**Reading passage**
%%

Human Interest Story is about more than homelessness. It’s about all of us asking ourselves, in these unruly times, who am I? What do I truly believe? How am I not who I say I am? And, most important, how truth – in our press, in ourselves and our world – sets us free.
Q: What else are you working on now?
A: Sleep. In addition to being a playwright and director, I am the Founding Artistic Director of the Fountain Theatre in Los Angeles. Now that my new play has opened, my focus is back on the daily operations of running a theatre. Supporting, nurturing and producing the new plays of others. I’ve completed the screenplay based on my play, Bakersfield Mist. Shopping that around.
Q: Tell me a story from your childhood that explains who you are as a writer or as a person.
A: As a boy, writing was a refuge. A sanctuary. I would close the door of my bedroom at night and sit at my little desk and write stories to dissolve into an imagined world, or more into myself. I am now an adult. But I still love padding across my backyard to my home office each morning and closing the door behind me. I savor the time alone. The voyage inward.
Q: If you could change one thing about theater, what would it be?
A: Its position in society.
A wondrous event happened a few years ago in Reykjavik, Iceland. I still think about it. The mind-blowing spectacle of the northern lights across the night sky. But that wasn’t the astounding event that evening. In a remarkable demonstration of forced reverence, the Icelandic city government ordered the power of all public lights be switched off for one hour so the citizens of Reykjavik would be forced to look up into the heavens to experience the splendor. Reykjavík is the capital and largest city of Iceland.
Think about that. The city government ordered — as a mandate of civic policy — that all its people must experience the aurora borealis dancing in the night sky above them.
Can you imagine such a thing happening in our country? Me neither.
In our country, art is a luxury, a non-essential extravagance. No longer taught in our schools, not adequately supported by our government. Politicians plot to eliminate the NEA entirely. Attention spans are shrinking. Seeing a meaningful play is more challenging than going to a movie or streaming a video. It requires more of us, demands a deeper concentration and emotional investment. Sometimes we drag ourselves to the theatre like we go to the doctor, not because we want to but because we know it’s good for us. I don’t care. Whatever it takes. Even if your city government has to switch off your lights at home to get you away from your computer and go to the theatre, so be it. As long as you come, sit in a chair, and view wonder.

%%

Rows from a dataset
%%

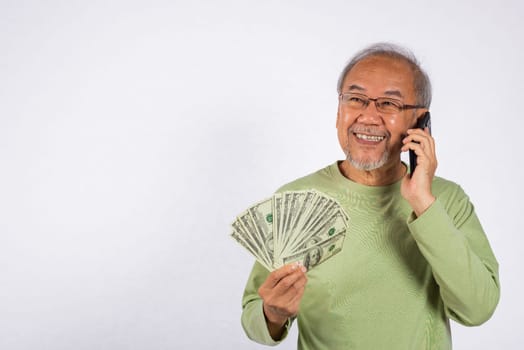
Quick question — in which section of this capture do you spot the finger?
[264,263,302,288]
[273,269,307,294]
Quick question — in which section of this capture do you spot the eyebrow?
[348,84,404,98]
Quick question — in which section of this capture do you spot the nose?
[357,101,382,125]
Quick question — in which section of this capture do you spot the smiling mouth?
[354,133,386,142]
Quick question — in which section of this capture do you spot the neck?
[338,160,407,186]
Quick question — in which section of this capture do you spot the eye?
[377,99,402,111]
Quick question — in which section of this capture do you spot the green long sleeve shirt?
[242,162,500,350]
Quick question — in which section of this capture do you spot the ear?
[335,106,340,129]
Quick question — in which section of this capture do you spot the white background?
[0,0,524,350]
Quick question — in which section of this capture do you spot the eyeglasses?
[338,92,424,114]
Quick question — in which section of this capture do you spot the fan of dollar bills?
[231,190,349,271]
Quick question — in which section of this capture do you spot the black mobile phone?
[409,112,431,176]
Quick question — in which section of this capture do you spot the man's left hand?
[400,128,437,217]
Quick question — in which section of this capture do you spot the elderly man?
[242,44,500,350]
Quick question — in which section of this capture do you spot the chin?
[346,151,389,171]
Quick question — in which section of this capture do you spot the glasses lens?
[377,98,402,113]
[342,93,369,109]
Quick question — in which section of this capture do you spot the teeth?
[355,134,384,142]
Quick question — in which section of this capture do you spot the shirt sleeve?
[408,190,500,326]
[241,262,293,345]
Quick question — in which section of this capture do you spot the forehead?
[342,56,415,98]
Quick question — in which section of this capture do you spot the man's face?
[337,56,421,170]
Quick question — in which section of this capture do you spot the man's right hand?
[258,262,307,340]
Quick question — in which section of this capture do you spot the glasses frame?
[338,92,426,114]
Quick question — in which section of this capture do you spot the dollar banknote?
[231,189,349,271]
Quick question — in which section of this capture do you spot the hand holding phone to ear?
[401,112,437,216]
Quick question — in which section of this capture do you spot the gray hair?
[337,43,431,108]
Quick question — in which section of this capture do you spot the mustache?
[347,124,391,139]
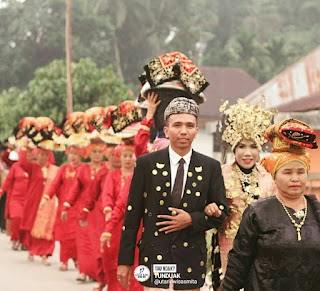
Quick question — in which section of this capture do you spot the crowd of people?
[0,52,320,291]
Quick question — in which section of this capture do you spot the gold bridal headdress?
[219,99,275,151]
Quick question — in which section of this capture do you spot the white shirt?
[169,145,192,197]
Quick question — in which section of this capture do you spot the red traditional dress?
[46,164,80,263]
[20,151,58,256]
[80,162,109,284]
[102,169,139,291]
[63,163,105,280]
[2,162,29,242]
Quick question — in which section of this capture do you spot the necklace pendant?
[297,230,301,241]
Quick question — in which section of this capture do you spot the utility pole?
[66,0,73,114]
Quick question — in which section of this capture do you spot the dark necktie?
[171,158,185,208]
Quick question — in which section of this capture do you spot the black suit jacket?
[118,148,228,290]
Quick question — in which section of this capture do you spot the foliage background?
[0,0,320,139]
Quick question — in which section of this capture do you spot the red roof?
[199,67,260,120]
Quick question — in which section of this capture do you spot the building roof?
[277,92,320,112]
[199,66,260,121]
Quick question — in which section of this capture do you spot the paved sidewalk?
[0,233,94,291]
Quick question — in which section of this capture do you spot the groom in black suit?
[117,97,227,290]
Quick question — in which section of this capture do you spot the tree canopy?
[0,0,320,140]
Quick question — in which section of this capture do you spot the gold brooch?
[156,163,164,169]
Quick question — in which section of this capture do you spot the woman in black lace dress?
[222,119,320,291]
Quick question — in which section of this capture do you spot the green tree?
[0,59,132,138]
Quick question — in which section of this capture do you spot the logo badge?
[133,265,150,282]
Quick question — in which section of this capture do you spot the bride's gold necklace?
[278,197,308,241]
[235,165,258,199]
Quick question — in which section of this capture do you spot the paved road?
[0,130,212,291]
[0,233,94,291]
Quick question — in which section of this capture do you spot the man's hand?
[60,210,68,221]
[146,92,161,121]
[117,265,131,290]
[156,207,192,234]
[204,203,221,217]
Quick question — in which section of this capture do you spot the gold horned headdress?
[220,99,275,151]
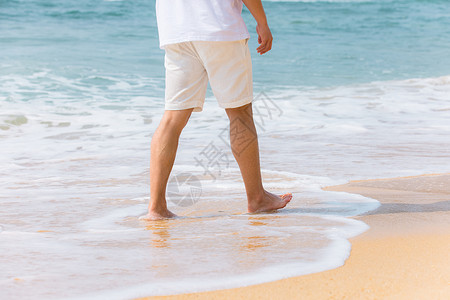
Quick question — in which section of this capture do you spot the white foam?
[0,71,450,299]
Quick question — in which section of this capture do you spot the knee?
[225,103,252,119]
[160,110,192,133]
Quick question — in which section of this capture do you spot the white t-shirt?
[156,0,249,48]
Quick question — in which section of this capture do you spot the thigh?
[164,42,208,111]
[194,39,253,108]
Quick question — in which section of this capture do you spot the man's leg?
[143,108,193,220]
[225,103,292,213]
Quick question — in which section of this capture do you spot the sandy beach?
[142,174,450,299]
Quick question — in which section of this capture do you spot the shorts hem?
[219,96,253,109]
[164,103,203,112]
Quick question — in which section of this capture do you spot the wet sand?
[138,174,450,300]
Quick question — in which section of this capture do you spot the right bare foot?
[248,191,292,213]
[139,209,177,221]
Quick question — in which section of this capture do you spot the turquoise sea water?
[0,0,450,299]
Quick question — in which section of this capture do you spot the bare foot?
[139,209,177,221]
[248,191,292,213]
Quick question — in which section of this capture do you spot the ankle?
[148,202,168,214]
[247,189,266,206]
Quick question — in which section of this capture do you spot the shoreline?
[139,173,450,300]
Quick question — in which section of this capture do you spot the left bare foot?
[139,209,177,221]
[248,191,292,213]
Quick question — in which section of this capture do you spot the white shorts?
[164,39,253,111]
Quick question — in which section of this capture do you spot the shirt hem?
[159,33,250,49]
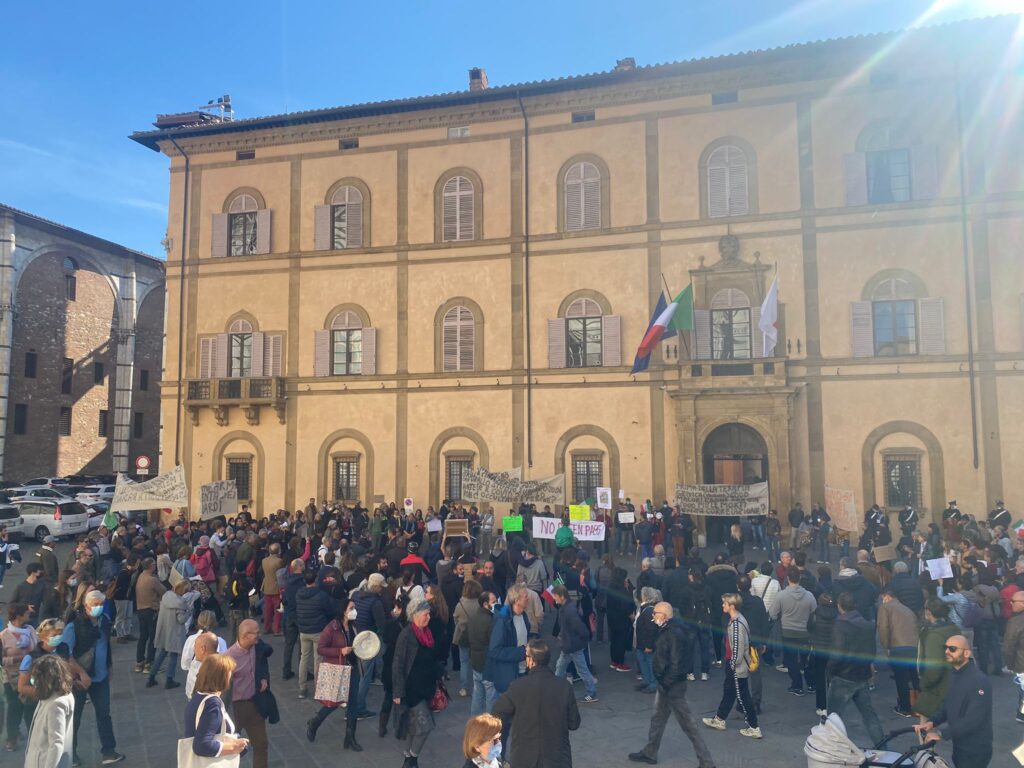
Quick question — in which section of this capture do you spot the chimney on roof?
[469,67,487,91]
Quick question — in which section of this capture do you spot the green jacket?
[913,620,959,718]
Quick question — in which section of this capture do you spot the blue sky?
[0,0,1024,257]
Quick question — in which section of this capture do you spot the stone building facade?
[134,18,1024,536]
[0,205,165,481]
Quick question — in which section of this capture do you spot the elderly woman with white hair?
[391,600,441,768]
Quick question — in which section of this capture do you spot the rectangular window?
[711,307,753,360]
[227,211,256,256]
[444,458,473,502]
[227,459,253,501]
[334,456,359,502]
[331,330,362,376]
[60,357,75,394]
[572,456,601,504]
[14,402,29,434]
[57,408,71,437]
[565,317,601,368]
[871,299,918,357]
[883,456,921,508]
[867,150,910,203]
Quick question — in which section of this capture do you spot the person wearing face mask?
[306,600,362,752]
[63,590,125,765]
[462,715,502,768]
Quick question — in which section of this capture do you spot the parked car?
[16,498,89,542]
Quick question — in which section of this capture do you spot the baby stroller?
[804,713,949,768]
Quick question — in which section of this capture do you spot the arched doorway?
[701,423,768,544]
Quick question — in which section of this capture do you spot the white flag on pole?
[758,276,778,357]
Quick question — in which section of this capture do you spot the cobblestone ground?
[0,545,1024,768]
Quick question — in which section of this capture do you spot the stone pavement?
[0,544,1024,768]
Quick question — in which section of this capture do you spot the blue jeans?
[355,644,384,715]
[636,648,657,690]
[555,648,597,698]
[828,677,886,744]
[469,670,498,718]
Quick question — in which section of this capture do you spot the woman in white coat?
[25,653,75,768]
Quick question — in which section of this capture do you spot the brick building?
[0,205,164,481]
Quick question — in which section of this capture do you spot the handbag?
[178,693,242,768]
[313,662,352,707]
[430,680,452,712]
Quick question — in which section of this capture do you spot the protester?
[493,640,581,768]
[25,654,74,768]
[629,602,715,768]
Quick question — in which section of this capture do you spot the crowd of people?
[0,499,1024,768]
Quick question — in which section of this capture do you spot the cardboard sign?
[569,504,590,522]
[502,515,522,534]
[532,517,604,542]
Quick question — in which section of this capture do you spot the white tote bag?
[178,693,242,768]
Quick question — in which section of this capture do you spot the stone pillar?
[113,259,137,472]
[0,212,14,479]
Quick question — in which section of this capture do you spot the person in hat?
[306,600,362,752]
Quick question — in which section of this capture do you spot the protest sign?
[502,515,522,534]
[825,485,860,534]
[569,504,590,520]
[111,464,188,512]
[676,482,768,517]
[199,480,239,520]
[532,517,604,542]
[928,557,953,582]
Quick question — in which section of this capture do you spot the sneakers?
[700,715,725,731]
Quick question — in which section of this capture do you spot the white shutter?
[249,331,266,376]
[843,152,867,206]
[313,330,332,376]
[910,145,939,200]
[361,328,377,376]
[548,317,565,368]
[213,334,230,379]
[313,206,334,251]
[918,298,946,354]
[256,208,270,253]
[210,213,227,258]
[601,314,623,368]
[199,336,217,379]
[850,301,874,357]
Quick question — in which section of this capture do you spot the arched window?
[708,144,751,218]
[441,176,476,243]
[711,288,754,360]
[565,161,601,231]
[331,186,362,249]
[331,310,362,376]
[441,306,476,371]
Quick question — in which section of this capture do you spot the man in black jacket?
[828,592,885,743]
[630,602,715,768]
[492,640,580,768]
[913,635,992,768]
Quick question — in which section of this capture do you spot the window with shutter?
[441,306,476,371]
[564,162,601,231]
[708,144,750,218]
[441,176,475,242]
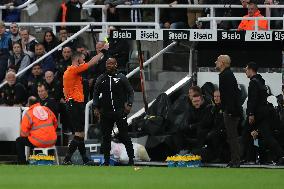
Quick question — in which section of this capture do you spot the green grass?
[0,165,284,189]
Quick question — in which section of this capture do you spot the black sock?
[78,137,89,163]
[65,136,79,161]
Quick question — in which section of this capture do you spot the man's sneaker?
[62,160,73,165]
[128,159,134,166]
[226,162,240,168]
[276,157,284,166]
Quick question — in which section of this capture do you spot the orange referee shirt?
[63,63,88,102]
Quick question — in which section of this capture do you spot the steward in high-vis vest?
[238,3,268,31]
[16,96,57,164]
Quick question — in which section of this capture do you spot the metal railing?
[0,0,35,20]
[198,15,284,30]
[85,42,177,140]
[2,22,158,34]
[83,1,284,28]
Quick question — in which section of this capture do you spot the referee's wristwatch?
[127,103,132,107]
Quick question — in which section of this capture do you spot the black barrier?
[111,29,284,68]
[196,40,283,68]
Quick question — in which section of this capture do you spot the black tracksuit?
[246,74,284,158]
[93,73,134,164]
[219,68,242,164]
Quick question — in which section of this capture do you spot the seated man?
[16,96,57,164]
[179,89,211,150]
[238,3,268,31]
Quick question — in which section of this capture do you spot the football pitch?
[0,165,284,189]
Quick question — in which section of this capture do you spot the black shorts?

%%

According to the interview, what did the Reykjavik city government order switched off, and for how long? The data above comes from a different source than the interview.

The power of all public lights, for one hour.